Your instructions:
Rewrite the data below, replacing every "grass yard" with "lawn" and leaving everything else unchanged.

○ ○ ○ ○ ○ ○ ○

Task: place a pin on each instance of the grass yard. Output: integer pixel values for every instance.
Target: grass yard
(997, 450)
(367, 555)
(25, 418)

○ ○ ○ ○ ○ ○ ○

Solution:
Task: place a pin on each instance of the lawn. Output: integer pixel values for every instance.
Target: lawn
(997, 450)
(367, 555)
(25, 418)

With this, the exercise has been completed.